Denn die einst feine, kleine Genossenschaft, gegründet 1907, ist längst zur Händlergruppe der Superlative aufgestiegen. Zu einer Super-Genossenschaft, die Außenstehende wegen ihrer Struktur kaum mehr durchblicken können. So groß, so schillernd und so undurchsichtig wie der Giga-Shop in der Rindermarkthalle.
Edeka wird immer mächtiger
Dabei wäre gerade jetzt Transparenz sehr wichtig, weil Edeka immer mächtiger wird. Bis Mitte 2015 will der Verbund die Supermärkte des Erzrivalen Tengelmann übernehmen. Dazu gehört neben Tengelmann und Kaiser's auch der Lieferservice Bringmeister. Mit dem Verkauf der Geschäfte trennt sich die Familienfirma Tengelmann, geführt von Karl-Erivan Haub, nicht nur von einem Umsatz von 1,8 Milliarden Euro und knapp 16 000 Beschäftigten.
Die Übergabe der 451 Filialen ist auch ein Kniefall vor der Konkurrenz. Und der Sieg der Genossen über die Kapitalisten.
Für Edeka ist es die Chance, nun Berlin und München zu erobern und in Nordrhein-Westfallen besser Tritt zu fassen. Einst war Tengelmann der größte Lebenseinzelhändler des Landes, doch das ist lange her. Hinter der Eignerfamilie liegen verlustreiche Jahre, sie haben den Stolz auf ihre Märkte teuer bezahlt.
Heute ist Edeka ganz oben. Mit einem Umsatz von 46,2 Milliarden Euro dominiert die Gruppe den Lebensmittelhandel. Weit vor Aldi, Rewe und der Schwarz-Gruppe (Lidl und Kaufland). Zusammen verfügen die großen Vier dem Kartellamt zufolge über 85 Prozent Marktanteil - und liefern sich bittere Preiskämpfe. Trotzdem spielt Edeka fast schon in einer eigenen Liga: Mit gut 327 900 Mitarbeitern gehört Edeka zu den größten Arbeitgebern der Republik.
All das sehen viele mit Skepsis. Kleine Hersteller bangen darum, ob und zu welchen Preisen ihre Produkte gelistet werden. Die Gewerkschaft Verdi sorgt sich um die Belegschaft. Edeka schaffe es vielfach, Mitbestimmung gezielt draußen zu halten, so Verdi. Dort hätten "Tausende Beschäftigte weder den Schutz von existenzsichernden Tariflöhnen noch einen Betriebsrat", kritisiert Stefanie Nutzenberger aus dem Verdi-Bundesvorstand.

───

Folgendes bearbeiten:
(a) Beantworte anhand des Textes über Edeka die folgenden Fragen.
(i) In welchem Jahr wurde die Genossenschaft gegründet?
(ii) Wie viele Filialen werden von Tengelmann an Edeka übergeben?
(iii) Welchen Umsatz erzielt Edeka laut dem Text?
(b) Schreibe den Abschnitt aus dem Text über Edeka, der mit den Worten „Heute ist Edeka“ beginnt und mit „Arbeitgebern der Republik.“ endet, noch einmal ab und tausche dabei „Kartellamt“ gegen „Bundeskartellamt“ aus.
(c) Nenne alle Supermarktketten und Dienste, die laut dem Text über Edeka zu dem gehören, was Edeka von Tengelmann übernehmen will.

───

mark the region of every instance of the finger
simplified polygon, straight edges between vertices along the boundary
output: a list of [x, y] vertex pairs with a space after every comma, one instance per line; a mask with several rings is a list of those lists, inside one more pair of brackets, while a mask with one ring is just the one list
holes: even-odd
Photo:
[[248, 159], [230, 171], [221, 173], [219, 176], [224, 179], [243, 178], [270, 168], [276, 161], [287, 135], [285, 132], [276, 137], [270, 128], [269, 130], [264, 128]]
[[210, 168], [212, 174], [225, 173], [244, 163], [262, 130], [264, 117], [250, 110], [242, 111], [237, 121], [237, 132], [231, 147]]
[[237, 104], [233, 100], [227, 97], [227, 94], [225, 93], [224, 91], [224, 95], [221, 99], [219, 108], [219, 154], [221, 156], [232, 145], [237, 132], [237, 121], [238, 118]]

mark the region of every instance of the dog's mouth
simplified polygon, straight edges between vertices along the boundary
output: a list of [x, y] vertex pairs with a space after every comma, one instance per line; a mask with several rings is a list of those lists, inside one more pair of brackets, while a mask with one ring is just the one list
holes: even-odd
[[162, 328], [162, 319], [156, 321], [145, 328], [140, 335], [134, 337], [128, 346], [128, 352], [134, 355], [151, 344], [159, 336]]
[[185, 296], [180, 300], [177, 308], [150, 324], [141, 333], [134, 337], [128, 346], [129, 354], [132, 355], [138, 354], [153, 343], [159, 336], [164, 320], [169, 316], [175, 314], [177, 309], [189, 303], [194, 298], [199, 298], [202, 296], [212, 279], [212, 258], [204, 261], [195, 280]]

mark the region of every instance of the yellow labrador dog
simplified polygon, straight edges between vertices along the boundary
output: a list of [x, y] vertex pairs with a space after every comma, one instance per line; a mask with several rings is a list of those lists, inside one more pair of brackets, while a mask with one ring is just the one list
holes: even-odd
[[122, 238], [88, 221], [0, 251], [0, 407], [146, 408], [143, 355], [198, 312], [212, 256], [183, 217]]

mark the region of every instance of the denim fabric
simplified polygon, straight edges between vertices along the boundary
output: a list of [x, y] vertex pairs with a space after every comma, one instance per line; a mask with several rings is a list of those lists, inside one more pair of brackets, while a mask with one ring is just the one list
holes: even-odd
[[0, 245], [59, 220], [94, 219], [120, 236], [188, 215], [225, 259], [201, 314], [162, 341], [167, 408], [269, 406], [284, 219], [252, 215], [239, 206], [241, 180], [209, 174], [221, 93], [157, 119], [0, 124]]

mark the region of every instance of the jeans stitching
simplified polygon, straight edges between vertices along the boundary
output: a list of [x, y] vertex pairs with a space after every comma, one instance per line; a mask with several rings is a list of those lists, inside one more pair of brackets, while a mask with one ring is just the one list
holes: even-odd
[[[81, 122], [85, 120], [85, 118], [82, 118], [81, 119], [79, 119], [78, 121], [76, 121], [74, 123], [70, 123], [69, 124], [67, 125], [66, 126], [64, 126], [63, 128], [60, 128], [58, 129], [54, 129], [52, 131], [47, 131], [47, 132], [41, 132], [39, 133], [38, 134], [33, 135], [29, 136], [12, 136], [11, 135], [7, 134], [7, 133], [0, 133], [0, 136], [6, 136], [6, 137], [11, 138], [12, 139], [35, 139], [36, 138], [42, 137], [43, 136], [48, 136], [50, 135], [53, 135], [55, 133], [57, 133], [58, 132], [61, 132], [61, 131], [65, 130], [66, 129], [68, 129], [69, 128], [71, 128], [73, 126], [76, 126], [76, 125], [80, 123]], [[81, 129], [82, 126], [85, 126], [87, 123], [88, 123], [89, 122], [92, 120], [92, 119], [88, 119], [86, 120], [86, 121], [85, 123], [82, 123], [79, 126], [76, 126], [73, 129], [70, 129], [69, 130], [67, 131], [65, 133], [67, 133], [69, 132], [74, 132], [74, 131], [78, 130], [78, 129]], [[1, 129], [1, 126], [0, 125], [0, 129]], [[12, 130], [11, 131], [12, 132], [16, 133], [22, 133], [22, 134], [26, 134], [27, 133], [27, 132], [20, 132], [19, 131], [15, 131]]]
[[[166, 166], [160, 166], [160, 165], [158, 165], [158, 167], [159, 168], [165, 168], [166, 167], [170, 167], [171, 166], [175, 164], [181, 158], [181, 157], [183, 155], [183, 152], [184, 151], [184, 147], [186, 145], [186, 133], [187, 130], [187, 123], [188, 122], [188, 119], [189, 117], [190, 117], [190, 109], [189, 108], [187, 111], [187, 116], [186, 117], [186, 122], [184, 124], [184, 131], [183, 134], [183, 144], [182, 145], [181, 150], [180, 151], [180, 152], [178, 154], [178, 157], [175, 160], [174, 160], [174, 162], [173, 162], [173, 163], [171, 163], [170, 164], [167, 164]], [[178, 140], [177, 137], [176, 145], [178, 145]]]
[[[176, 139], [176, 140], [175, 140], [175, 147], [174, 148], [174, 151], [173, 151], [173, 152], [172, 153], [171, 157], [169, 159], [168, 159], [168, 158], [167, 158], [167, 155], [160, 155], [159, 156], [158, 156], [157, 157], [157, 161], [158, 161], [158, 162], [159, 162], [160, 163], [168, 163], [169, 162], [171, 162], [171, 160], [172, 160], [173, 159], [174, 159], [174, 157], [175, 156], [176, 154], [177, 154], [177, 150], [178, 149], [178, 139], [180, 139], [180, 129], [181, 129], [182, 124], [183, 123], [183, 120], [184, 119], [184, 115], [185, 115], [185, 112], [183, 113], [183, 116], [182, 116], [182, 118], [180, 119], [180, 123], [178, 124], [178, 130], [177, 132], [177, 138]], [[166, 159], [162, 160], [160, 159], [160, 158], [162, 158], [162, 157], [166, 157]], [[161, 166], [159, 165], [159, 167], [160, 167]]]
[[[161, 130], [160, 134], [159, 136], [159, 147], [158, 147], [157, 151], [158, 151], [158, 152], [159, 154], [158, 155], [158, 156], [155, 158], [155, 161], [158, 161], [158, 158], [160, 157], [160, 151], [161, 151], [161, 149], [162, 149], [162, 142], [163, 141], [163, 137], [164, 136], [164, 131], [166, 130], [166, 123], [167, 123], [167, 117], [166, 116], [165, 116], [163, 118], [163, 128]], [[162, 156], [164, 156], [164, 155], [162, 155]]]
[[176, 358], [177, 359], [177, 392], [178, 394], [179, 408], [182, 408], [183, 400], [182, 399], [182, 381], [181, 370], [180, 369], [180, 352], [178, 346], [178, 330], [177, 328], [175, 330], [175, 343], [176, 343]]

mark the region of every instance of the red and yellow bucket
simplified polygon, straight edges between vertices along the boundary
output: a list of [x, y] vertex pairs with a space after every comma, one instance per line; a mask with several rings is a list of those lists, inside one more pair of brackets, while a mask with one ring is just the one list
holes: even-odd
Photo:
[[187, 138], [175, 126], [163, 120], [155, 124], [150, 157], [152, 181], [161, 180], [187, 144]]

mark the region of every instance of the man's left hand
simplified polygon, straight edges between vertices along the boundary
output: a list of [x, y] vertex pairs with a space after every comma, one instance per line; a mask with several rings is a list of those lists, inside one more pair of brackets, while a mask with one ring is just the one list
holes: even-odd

───

Ergebnisse in Reihenfolge:
(a)
(i) 1907
(ii) 451
(iii) 46,2 Milliarden Euro

(b)
Heute ist Edeka ganz oben. Mit einem Umsatz von 46,2 Milliarden Euro dominiert die Gruppe den Lebensmittelhandel. Weit vor Aldi, Rewe und der Schwarz-Gruppe (Lidl und Kaufland). Zusammen verfügen die großen Vier dem Bundeskartellamt zufolge über 85 Prozent Marktanteil - und liefern sich bittere Preiskämpfe. Trotzdem spielt Edeka fast schon in einer eigenen Liga: Mit gut 327 900 Mitarbeitern gehört Edeka zu den größten Arbeitgebern der Republik.

(c) Tengelmann, Kaiser's, Bringmeister